Written task: Retype exactly the lines below, starting with the line that contains "the window in" and ending with the last line; leave out any pictures.

Records for this exercise:
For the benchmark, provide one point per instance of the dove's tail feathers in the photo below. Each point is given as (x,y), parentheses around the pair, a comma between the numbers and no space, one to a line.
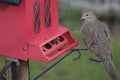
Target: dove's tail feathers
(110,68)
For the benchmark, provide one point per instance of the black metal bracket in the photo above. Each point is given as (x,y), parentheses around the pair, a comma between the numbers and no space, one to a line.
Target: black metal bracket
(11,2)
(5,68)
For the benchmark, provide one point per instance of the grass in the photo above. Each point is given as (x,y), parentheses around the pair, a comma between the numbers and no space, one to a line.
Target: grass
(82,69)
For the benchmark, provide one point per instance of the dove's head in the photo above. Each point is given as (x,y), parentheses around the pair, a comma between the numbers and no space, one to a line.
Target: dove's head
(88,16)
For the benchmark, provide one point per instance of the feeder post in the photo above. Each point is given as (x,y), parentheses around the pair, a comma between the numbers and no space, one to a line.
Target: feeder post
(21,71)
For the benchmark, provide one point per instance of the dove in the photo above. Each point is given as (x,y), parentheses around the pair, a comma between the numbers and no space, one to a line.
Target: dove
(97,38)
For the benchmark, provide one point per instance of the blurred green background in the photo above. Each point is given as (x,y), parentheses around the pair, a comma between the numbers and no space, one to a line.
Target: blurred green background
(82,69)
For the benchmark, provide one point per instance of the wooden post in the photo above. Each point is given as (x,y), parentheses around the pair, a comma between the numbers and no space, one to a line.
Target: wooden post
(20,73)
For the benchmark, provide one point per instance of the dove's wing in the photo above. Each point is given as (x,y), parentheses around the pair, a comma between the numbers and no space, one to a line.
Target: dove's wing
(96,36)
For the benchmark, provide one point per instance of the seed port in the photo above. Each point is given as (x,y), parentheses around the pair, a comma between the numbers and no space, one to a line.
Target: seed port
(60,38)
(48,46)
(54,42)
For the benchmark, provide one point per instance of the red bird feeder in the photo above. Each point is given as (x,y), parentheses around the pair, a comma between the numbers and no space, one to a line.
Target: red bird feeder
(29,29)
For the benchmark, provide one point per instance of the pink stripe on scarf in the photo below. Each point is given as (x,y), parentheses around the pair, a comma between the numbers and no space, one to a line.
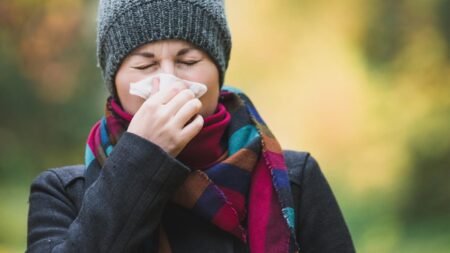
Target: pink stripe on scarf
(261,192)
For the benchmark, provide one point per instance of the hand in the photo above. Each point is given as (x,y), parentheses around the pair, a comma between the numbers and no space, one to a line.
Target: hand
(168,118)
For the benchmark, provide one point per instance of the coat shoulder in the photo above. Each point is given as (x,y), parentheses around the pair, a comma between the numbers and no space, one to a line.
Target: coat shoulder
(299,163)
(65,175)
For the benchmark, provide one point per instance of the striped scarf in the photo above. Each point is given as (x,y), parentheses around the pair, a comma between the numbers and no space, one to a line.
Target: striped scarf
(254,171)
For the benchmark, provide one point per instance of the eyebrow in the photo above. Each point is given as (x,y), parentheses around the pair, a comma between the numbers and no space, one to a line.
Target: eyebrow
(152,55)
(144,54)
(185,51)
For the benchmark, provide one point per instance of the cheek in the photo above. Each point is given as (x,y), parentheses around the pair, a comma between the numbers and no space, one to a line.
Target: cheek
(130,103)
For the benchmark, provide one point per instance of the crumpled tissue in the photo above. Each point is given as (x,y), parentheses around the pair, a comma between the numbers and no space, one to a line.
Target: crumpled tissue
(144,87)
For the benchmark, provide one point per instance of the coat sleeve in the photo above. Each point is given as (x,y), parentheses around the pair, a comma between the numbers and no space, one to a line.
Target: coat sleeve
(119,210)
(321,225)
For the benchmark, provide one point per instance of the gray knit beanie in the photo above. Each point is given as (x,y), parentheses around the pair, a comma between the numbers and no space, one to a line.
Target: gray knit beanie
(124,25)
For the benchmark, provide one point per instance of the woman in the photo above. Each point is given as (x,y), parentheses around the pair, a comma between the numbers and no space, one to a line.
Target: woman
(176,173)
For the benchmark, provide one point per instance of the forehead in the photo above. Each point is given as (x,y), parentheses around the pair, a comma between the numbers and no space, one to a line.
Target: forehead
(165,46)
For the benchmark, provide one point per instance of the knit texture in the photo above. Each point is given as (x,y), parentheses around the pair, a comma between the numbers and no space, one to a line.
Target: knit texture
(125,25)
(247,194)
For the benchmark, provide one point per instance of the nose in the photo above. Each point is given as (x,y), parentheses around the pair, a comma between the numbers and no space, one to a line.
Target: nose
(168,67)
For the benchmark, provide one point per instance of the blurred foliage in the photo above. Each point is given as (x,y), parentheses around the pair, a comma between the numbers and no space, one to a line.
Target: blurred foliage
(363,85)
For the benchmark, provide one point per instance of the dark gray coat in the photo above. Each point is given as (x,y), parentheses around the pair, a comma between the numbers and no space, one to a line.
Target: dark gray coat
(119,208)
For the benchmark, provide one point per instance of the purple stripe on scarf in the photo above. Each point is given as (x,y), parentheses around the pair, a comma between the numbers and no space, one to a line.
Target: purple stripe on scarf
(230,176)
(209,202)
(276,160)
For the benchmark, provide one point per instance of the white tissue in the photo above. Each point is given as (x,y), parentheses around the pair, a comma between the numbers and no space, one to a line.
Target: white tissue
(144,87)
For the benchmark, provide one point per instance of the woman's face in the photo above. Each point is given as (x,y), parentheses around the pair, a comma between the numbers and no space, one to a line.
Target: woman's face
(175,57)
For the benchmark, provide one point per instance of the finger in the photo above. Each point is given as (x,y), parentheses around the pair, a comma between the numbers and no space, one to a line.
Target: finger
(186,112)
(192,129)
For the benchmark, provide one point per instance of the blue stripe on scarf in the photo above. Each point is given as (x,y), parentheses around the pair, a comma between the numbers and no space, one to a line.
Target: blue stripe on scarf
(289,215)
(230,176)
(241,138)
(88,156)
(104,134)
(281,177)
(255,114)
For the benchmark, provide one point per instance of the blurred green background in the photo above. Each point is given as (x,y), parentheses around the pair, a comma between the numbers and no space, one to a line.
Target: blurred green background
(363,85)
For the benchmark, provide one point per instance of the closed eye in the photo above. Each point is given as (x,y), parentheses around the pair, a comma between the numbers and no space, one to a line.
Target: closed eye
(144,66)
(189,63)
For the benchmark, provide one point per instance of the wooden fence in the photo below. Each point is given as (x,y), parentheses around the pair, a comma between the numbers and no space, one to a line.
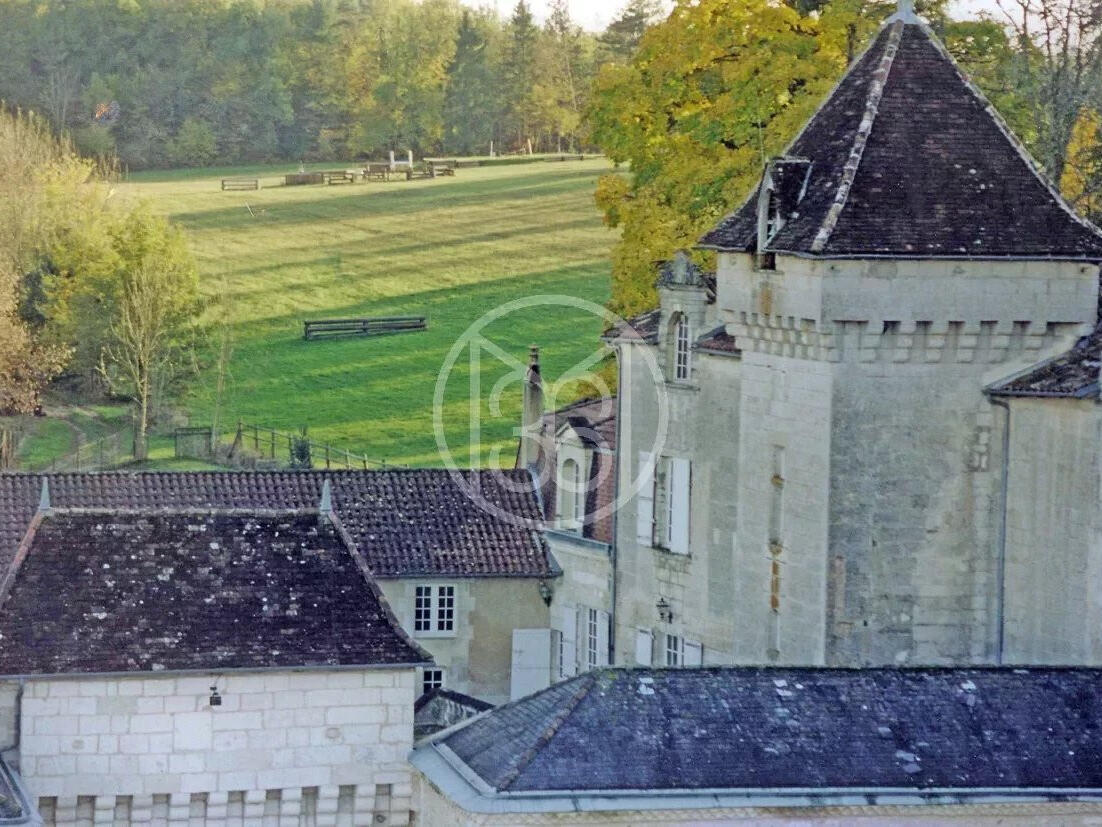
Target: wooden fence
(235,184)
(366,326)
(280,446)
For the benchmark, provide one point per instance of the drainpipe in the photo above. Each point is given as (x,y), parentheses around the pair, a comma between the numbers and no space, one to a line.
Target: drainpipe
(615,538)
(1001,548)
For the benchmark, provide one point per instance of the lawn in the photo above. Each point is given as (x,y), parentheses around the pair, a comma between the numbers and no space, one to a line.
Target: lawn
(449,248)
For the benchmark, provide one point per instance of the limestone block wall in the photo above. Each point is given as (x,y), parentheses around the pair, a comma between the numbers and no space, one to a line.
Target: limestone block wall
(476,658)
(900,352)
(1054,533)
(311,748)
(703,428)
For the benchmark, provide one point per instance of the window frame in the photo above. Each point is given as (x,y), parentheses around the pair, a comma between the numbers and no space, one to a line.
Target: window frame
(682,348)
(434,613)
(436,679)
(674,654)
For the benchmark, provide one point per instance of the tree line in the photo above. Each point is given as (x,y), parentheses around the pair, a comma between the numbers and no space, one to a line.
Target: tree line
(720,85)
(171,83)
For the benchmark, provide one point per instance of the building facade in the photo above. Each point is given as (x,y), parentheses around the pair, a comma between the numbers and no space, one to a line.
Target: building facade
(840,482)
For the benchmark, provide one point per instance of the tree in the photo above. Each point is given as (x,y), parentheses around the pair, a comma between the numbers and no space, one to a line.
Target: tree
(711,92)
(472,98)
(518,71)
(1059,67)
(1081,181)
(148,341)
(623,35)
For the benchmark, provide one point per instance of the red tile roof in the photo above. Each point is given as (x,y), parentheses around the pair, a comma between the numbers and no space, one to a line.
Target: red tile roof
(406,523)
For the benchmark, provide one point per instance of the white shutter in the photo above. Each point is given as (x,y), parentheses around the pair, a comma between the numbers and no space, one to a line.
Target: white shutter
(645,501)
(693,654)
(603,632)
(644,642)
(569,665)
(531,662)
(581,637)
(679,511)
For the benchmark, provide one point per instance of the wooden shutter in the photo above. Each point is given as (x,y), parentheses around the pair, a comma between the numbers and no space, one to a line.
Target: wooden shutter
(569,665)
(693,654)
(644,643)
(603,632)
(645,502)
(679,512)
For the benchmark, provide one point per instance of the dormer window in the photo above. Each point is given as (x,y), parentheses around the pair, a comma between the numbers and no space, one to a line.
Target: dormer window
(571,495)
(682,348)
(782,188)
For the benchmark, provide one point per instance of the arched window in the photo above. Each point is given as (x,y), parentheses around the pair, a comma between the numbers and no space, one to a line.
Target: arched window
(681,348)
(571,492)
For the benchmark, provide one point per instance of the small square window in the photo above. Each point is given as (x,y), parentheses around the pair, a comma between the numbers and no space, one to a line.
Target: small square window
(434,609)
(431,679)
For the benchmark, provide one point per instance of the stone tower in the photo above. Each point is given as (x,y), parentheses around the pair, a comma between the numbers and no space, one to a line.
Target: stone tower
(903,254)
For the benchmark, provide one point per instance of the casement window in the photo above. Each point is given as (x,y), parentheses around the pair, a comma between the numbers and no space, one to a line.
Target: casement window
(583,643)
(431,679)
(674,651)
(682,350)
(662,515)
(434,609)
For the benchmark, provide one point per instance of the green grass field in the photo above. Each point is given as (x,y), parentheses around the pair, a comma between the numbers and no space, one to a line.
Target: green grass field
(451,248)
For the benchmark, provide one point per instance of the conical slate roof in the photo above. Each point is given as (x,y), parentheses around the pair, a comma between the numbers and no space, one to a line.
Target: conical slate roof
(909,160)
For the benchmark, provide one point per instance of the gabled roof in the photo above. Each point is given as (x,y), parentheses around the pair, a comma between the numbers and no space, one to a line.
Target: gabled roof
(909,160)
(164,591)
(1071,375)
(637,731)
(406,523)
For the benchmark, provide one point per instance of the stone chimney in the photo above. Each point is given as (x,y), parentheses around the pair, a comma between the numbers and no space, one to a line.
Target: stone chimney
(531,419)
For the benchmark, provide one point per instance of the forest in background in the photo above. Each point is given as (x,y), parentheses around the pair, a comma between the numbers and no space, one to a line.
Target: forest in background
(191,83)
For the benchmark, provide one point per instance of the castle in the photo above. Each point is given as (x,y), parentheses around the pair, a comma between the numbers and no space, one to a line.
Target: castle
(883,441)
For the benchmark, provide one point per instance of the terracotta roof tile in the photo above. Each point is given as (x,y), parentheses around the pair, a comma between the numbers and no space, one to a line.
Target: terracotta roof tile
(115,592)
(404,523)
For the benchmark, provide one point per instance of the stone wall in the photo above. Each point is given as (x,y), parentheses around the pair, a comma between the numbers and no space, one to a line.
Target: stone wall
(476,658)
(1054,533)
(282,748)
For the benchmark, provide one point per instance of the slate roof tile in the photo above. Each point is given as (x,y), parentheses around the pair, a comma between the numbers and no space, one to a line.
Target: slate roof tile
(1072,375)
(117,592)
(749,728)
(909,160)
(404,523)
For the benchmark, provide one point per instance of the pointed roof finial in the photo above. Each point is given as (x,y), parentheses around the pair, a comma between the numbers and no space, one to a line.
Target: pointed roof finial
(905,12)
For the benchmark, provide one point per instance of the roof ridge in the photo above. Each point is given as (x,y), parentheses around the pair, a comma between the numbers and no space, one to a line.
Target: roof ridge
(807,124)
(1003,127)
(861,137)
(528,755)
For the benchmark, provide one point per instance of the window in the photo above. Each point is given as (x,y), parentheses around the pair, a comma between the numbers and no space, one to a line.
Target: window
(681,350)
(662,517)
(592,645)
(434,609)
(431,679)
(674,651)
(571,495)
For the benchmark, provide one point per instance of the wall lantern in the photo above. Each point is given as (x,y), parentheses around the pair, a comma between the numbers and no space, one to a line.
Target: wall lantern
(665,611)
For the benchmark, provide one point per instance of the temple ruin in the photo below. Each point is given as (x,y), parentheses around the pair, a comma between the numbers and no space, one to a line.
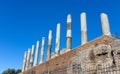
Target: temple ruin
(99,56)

Response:
For the benchmark, provide one point per instance of the window in the photo above. Each point is given as (x,y), parentheses around the pair, a comma between the numbers and no space, one to a line.
Target: window
(681,350)
(662,517)
(592,645)
(434,609)
(431,679)
(674,651)
(571,495)
For the benchmark, provide one point per instance of the wall lantern in the photo above. Each point is given as (x,y), parentheses around the pair, a comma between the numbers and no space, one to a line.
Target: wall lantern
(665,611)
For the benchmark, provide one point per instance of the temple ruin in the photo below. Each point is given as (x,y), parentheses around the pair, a comma between the numbers and no space, one to a line.
Target: temple ruin
(99,56)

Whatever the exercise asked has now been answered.